» PROBLEM TO SOLVE
Please transcribe exactly the lines from the one containing "target | white table" through the end of the records below, both included, and nothing else.

*** RECORDED DATA Section Begins ***

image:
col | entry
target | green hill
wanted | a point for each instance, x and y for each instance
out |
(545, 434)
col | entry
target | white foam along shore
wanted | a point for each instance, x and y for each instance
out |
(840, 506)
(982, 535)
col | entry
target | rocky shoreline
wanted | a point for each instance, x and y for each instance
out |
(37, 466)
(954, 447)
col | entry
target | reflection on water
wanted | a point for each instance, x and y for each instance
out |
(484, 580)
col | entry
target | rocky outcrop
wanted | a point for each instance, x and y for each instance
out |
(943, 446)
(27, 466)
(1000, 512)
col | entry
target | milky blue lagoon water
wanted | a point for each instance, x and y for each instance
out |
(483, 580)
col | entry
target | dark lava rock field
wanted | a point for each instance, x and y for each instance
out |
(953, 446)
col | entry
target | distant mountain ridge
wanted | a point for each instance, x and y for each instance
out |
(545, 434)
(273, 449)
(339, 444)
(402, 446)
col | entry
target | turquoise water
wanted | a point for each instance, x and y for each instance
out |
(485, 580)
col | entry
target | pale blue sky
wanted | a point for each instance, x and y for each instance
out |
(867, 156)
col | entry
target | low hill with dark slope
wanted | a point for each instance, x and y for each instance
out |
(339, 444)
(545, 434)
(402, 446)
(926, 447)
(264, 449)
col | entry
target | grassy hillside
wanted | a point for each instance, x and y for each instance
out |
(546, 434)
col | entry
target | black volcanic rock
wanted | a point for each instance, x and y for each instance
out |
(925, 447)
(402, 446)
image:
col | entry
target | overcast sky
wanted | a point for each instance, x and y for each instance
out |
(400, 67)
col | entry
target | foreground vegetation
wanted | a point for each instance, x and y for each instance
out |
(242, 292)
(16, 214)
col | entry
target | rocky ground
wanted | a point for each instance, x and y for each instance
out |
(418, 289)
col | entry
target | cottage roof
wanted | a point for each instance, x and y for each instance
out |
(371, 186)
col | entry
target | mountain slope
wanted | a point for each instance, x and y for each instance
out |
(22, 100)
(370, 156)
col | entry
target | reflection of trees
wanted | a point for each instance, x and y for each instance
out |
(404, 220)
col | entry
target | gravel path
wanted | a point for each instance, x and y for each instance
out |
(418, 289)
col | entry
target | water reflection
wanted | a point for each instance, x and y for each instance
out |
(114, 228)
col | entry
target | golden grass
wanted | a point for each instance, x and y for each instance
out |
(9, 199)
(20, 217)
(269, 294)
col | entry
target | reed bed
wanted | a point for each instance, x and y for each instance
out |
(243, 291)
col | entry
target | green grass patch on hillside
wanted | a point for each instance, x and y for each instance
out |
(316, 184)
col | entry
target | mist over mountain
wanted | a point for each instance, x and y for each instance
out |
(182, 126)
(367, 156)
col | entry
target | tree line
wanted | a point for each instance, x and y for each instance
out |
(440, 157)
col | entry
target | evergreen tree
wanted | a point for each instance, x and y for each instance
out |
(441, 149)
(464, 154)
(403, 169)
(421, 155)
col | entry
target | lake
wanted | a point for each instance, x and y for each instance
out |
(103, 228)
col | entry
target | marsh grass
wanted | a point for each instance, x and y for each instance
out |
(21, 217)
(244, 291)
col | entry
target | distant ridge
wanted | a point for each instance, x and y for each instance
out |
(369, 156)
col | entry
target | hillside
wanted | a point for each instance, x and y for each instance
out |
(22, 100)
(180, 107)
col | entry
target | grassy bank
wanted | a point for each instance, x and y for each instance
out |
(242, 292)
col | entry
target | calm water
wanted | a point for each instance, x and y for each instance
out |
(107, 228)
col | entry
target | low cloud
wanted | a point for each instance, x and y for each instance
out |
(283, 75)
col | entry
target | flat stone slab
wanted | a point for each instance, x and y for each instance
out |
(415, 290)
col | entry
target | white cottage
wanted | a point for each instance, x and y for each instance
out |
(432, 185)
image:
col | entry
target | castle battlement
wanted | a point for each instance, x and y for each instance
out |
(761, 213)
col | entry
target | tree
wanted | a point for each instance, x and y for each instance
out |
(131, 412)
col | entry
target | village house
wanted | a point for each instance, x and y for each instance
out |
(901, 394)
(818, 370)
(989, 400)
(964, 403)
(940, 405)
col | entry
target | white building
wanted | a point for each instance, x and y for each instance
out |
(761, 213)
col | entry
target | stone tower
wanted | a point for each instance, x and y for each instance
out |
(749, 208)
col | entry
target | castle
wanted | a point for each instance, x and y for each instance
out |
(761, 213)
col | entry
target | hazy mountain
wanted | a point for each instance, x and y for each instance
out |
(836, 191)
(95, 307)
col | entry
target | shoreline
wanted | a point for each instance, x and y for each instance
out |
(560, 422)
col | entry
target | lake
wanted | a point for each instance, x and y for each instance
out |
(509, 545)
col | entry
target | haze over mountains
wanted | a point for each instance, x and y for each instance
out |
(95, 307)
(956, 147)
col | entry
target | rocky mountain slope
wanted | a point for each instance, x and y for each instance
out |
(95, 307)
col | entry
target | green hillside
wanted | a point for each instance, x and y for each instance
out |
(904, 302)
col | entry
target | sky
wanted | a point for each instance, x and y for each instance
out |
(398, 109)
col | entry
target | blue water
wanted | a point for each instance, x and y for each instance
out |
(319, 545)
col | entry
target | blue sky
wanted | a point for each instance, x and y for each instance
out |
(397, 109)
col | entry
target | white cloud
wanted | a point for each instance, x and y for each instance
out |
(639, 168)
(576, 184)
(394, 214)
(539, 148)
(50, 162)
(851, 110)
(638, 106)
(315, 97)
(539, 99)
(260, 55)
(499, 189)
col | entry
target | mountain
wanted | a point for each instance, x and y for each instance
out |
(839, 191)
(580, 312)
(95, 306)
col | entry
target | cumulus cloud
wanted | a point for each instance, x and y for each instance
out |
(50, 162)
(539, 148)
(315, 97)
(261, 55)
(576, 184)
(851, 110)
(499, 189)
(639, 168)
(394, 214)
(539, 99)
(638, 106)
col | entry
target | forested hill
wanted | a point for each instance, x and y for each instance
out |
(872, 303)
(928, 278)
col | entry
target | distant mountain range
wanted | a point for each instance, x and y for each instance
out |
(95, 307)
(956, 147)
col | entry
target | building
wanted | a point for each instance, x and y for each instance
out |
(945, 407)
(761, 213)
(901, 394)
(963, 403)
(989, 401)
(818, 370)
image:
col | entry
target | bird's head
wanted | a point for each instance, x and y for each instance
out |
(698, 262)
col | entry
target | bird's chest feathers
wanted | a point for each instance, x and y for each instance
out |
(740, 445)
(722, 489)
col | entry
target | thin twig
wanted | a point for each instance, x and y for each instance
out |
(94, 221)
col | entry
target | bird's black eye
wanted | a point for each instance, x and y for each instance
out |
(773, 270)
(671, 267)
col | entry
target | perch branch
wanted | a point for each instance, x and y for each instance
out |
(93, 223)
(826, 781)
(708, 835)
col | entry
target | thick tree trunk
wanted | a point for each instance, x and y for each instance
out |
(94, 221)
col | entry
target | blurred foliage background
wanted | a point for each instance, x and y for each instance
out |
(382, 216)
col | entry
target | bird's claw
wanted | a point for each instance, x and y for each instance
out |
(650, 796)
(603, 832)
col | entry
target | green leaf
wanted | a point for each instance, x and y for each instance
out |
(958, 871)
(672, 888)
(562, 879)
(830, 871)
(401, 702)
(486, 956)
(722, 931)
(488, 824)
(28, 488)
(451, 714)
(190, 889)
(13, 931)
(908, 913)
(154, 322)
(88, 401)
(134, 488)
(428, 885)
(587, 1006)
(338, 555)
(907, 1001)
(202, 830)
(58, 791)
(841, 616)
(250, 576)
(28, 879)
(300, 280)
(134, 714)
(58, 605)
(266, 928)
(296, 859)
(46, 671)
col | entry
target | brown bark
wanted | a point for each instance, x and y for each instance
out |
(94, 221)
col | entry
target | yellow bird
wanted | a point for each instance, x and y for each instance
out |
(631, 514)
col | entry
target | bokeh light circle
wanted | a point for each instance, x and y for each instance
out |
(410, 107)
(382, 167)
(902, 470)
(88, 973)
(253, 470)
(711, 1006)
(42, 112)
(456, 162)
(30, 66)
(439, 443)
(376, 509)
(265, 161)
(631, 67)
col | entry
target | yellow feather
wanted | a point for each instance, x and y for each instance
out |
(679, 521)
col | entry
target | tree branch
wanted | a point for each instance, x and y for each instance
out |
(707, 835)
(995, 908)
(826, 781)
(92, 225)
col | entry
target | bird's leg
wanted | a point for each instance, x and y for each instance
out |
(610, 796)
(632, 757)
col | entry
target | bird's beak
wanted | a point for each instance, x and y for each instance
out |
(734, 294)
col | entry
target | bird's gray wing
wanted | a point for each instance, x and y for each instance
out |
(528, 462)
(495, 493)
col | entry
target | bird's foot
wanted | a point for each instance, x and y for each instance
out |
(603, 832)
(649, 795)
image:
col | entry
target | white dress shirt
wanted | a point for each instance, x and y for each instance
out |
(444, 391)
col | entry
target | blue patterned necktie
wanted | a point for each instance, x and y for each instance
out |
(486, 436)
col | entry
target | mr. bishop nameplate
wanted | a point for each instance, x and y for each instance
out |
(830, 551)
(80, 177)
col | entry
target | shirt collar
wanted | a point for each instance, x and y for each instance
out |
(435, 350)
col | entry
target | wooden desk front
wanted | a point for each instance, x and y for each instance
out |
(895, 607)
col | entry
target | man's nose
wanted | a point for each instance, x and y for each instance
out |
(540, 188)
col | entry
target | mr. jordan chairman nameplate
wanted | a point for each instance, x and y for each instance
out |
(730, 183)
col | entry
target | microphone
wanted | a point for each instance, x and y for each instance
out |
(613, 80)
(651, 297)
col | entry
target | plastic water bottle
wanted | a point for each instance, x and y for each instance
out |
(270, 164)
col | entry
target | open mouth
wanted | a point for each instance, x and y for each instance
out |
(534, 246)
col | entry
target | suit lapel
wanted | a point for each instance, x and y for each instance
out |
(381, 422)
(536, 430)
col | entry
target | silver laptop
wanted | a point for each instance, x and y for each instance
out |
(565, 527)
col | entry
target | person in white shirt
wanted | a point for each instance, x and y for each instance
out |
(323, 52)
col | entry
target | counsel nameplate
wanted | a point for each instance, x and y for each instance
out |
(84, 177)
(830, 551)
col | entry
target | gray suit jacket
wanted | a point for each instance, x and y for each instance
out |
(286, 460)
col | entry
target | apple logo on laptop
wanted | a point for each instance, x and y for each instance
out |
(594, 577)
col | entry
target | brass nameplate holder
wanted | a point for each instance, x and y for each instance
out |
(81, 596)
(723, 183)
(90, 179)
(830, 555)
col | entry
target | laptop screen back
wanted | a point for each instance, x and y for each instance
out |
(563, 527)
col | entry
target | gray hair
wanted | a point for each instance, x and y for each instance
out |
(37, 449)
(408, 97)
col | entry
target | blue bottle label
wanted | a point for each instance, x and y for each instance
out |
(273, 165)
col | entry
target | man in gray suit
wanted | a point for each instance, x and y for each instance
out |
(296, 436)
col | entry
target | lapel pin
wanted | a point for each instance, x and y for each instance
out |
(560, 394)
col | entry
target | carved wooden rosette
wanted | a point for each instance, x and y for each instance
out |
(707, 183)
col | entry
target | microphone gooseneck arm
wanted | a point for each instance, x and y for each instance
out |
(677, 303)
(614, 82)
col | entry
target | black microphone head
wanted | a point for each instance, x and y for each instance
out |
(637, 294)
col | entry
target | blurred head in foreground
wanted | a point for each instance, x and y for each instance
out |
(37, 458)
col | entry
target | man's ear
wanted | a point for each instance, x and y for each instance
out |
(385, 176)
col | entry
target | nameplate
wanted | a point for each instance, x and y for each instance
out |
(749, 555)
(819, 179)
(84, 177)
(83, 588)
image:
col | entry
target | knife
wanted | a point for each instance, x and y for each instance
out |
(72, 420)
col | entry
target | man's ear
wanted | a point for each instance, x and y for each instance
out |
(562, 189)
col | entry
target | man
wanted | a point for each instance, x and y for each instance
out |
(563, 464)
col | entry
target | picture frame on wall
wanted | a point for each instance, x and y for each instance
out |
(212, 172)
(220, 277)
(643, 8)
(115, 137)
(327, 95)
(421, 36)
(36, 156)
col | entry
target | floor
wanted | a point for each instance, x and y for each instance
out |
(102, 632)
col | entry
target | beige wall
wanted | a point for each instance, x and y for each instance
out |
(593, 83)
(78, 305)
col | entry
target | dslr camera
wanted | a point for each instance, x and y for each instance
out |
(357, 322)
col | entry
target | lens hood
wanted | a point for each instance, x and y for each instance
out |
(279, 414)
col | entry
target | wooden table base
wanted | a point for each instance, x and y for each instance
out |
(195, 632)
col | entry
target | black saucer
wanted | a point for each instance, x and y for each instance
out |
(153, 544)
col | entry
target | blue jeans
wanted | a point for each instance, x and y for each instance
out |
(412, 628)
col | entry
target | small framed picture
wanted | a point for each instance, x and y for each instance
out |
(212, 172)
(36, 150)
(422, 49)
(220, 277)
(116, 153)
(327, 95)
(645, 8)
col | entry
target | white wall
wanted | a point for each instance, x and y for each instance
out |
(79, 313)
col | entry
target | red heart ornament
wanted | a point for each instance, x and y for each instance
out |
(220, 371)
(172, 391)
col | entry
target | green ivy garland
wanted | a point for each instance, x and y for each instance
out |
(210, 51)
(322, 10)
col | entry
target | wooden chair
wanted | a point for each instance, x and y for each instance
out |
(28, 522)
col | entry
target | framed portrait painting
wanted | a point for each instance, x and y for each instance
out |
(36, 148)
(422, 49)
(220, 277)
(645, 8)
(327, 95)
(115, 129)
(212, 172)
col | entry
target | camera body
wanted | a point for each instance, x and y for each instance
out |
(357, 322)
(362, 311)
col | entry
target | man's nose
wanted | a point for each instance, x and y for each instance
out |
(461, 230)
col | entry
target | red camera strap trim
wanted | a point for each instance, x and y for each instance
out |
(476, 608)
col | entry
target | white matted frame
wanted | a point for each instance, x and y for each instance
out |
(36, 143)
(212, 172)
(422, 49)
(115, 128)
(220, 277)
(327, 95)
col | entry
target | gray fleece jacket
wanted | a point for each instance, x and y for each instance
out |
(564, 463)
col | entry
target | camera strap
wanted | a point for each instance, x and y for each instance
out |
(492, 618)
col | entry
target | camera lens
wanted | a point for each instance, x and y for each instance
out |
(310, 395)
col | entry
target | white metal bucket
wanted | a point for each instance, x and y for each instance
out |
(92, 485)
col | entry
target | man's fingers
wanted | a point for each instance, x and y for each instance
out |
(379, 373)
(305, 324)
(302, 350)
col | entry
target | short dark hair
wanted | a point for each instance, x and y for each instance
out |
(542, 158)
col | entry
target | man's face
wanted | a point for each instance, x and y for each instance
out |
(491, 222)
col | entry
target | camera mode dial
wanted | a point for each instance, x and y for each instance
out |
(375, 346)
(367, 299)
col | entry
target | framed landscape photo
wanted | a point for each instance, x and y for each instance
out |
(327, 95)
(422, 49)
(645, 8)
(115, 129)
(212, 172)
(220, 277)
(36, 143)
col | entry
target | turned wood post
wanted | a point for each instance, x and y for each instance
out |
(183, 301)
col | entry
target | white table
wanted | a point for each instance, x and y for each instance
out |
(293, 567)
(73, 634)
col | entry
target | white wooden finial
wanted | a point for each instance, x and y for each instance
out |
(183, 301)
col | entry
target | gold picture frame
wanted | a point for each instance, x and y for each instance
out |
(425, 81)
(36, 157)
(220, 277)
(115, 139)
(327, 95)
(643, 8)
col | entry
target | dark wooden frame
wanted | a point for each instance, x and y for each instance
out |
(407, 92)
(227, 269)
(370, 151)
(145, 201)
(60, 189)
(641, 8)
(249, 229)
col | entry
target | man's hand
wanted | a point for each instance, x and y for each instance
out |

*** RECORDED DATA Section Ends ***

» RESULT
target | white table
wanted | a point for each instance, x and y for each instance
out |
(293, 567)
(73, 634)
col | entry
target | white wooden finial
wanted | a point for each instance, x and y for each instance
out |
(183, 301)
col | entry
target | gold picture frame
wanted | a point for each instance, x and y for each instance
out |
(425, 81)
(36, 157)
(220, 277)
(115, 139)
(327, 95)
(643, 8)
col | entry
target | dark wooden frame
wanted | a point for each instance, x and y for each instance
out |
(407, 92)
(227, 269)
(370, 151)
(145, 201)
(60, 189)
(641, 8)
(249, 229)
col | entry
target | man's hand
wanted | a point for each instance, x and y for each instance
out |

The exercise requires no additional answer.